:: Task directions ::
Look through the listing below and report every line that contains "background".

*** Opening Extracted information ***

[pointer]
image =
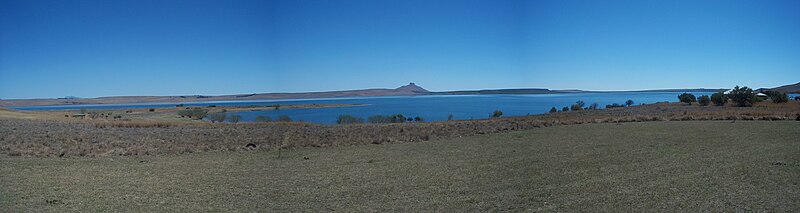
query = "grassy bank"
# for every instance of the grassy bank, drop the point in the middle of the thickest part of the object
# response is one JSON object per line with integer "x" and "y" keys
{"x": 649, "y": 166}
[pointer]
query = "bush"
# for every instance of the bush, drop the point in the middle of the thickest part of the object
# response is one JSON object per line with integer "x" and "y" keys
{"x": 262, "y": 118}
{"x": 284, "y": 118}
{"x": 704, "y": 100}
{"x": 196, "y": 113}
{"x": 687, "y": 98}
{"x": 578, "y": 105}
{"x": 497, "y": 114}
{"x": 743, "y": 97}
{"x": 397, "y": 118}
{"x": 719, "y": 98}
{"x": 629, "y": 102}
{"x": 780, "y": 98}
{"x": 349, "y": 119}
{"x": 217, "y": 117}
{"x": 235, "y": 118}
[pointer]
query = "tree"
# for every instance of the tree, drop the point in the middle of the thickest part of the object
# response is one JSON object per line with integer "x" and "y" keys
{"x": 262, "y": 118}
{"x": 578, "y": 105}
{"x": 497, "y": 114}
{"x": 235, "y": 118}
{"x": 349, "y": 119}
{"x": 687, "y": 98}
{"x": 217, "y": 117}
{"x": 780, "y": 98}
{"x": 704, "y": 100}
{"x": 629, "y": 102}
{"x": 743, "y": 97}
{"x": 719, "y": 98}
{"x": 284, "y": 118}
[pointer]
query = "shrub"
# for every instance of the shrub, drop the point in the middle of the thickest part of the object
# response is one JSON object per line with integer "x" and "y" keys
{"x": 349, "y": 119}
{"x": 578, "y": 105}
{"x": 687, "y": 98}
{"x": 197, "y": 113}
{"x": 629, "y": 102}
{"x": 235, "y": 118}
{"x": 743, "y": 97}
{"x": 217, "y": 117}
{"x": 780, "y": 98}
{"x": 262, "y": 118}
{"x": 704, "y": 100}
{"x": 379, "y": 119}
{"x": 497, "y": 114}
{"x": 719, "y": 98}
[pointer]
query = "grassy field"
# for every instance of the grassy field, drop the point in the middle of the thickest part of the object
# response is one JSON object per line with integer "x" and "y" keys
{"x": 645, "y": 166}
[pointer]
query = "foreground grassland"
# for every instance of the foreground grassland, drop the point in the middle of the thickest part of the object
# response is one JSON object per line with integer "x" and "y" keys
{"x": 607, "y": 167}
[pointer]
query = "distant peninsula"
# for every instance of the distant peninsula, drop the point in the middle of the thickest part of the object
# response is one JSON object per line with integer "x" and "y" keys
{"x": 407, "y": 90}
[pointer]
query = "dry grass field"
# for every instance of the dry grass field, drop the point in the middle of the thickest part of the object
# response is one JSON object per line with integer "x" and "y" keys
{"x": 600, "y": 167}
{"x": 50, "y": 134}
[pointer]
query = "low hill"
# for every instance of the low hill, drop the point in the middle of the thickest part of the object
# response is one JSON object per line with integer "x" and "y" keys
{"x": 791, "y": 88}
{"x": 410, "y": 89}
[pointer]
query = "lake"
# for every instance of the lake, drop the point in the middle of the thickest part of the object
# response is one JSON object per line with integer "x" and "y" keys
{"x": 430, "y": 108}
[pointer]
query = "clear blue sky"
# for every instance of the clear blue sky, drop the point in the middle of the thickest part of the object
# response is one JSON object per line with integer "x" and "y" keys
{"x": 91, "y": 48}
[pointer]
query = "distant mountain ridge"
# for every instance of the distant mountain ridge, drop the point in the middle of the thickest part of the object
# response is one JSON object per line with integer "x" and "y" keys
{"x": 791, "y": 88}
{"x": 410, "y": 89}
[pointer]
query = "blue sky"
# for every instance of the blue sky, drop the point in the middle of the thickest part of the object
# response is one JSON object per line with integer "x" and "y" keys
{"x": 90, "y": 48}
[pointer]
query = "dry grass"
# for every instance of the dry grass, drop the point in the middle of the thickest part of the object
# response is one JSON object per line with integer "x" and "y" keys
{"x": 692, "y": 166}
{"x": 102, "y": 137}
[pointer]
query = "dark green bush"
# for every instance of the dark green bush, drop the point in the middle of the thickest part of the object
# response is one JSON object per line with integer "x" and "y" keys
{"x": 196, "y": 113}
{"x": 628, "y": 102}
{"x": 349, "y": 119}
{"x": 578, "y": 105}
{"x": 743, "y": 97}
{"x": 235, "y": 118}
{"x": 217, "y": 117}
{"x": 497, "y": 114}
{"x": 719, "y": 98}
{"x": 687, "y": 98}
{"x": 704, "y": 100}
{"x": 262, "y": 118}
{"x": 780, "y": 98}
{"x": 284, "y": 118}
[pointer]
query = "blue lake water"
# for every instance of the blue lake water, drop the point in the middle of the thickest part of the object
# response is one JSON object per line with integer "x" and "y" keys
{"x": 431, "y": 108}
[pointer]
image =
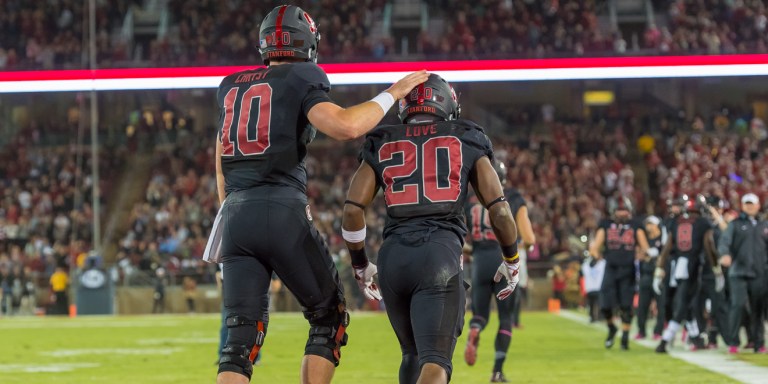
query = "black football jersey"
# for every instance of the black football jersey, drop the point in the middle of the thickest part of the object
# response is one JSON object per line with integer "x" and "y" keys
{"x": 620, "y": 242}
{"x": 263, "y": 125}
{"x": 688, "y": 236}
{"x": 481, "y": 230}
{"x": 424, "y": 170}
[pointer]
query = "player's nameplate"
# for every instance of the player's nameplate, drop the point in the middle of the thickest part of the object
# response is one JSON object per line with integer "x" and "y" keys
{"x": 212, "y": 252}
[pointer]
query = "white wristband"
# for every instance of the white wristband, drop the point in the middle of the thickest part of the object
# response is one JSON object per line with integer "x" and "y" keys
{"x": 353, "y": 236}
{"x": 385, "y": 100}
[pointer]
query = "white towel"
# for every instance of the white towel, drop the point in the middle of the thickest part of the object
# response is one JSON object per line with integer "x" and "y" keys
{"x": 212, "y": 252}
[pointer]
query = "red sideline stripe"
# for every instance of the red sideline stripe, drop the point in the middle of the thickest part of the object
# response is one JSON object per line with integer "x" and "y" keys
{"x": 435, "y": 66}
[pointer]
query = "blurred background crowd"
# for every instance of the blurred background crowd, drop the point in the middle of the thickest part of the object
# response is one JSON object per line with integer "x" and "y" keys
{"x": 52, "y": 34}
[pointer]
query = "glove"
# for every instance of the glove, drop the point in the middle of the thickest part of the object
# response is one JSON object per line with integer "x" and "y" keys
{"x": 364, "y": 277}
{"x": 510, "y": 271}
{"x": 658, "y": 276}
{"x": 719, "y": 278}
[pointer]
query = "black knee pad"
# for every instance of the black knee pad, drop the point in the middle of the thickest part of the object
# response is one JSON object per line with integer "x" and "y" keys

*** Closing Extracted information ***

:: Response ::
query = "blurred background crowd"
# for every instance of the blurred background crowd, drop the point in the middle of the thickest part of the object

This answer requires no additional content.